#### Data shown

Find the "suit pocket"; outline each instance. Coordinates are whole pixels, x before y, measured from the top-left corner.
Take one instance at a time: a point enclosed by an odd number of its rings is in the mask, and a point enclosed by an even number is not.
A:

########
#### Data shown

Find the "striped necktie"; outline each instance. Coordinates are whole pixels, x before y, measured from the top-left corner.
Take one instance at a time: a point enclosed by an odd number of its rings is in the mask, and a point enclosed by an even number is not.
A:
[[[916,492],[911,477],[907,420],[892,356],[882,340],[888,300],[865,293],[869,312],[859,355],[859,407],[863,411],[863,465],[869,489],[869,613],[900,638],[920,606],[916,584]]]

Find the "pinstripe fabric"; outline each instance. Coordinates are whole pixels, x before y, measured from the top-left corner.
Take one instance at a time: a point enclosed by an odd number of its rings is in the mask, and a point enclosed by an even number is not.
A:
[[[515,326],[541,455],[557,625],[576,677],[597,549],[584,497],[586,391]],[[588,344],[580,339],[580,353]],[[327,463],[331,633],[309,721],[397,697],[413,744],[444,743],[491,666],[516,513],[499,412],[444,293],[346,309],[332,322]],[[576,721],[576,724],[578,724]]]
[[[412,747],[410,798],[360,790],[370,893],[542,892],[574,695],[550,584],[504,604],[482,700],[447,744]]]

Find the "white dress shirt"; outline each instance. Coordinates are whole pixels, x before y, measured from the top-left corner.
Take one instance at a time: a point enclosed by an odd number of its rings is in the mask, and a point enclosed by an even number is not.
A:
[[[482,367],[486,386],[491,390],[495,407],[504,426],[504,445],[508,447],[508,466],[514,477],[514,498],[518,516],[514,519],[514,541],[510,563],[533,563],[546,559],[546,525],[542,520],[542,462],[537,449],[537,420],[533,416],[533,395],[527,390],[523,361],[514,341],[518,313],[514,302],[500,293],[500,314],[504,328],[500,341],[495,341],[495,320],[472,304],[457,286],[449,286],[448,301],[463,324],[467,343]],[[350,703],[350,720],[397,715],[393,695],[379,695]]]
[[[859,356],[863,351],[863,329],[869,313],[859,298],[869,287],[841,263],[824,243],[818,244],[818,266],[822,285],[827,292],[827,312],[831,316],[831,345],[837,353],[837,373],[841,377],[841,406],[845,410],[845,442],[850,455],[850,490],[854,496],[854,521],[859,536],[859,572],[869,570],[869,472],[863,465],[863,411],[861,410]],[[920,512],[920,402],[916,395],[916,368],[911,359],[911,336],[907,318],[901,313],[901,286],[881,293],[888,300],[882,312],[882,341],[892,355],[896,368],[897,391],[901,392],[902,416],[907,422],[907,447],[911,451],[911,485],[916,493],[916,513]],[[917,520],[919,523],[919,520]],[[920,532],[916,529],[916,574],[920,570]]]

########

◆ What the exercise asks: Identify each line of the data above that contains the word "left", and copy those lines in full.

◆ Response to this task:
Find the "suit pocket"; outline each instance. Coordinates are whole pixels, x before y, measured from the top-left corner.
Find the "striped necktie"; outline each instance. Coordinates are whole pixels, x before y, measured from the top-left corner.
Find the "pinstripe fabric"; outline each instance. Coordinates are whole pixels, x before y, measured from the top-left corner.
Find the "white dress shirt"; outline each instance. Coordinates are whole pixels, x before y, measured from the top-left corner.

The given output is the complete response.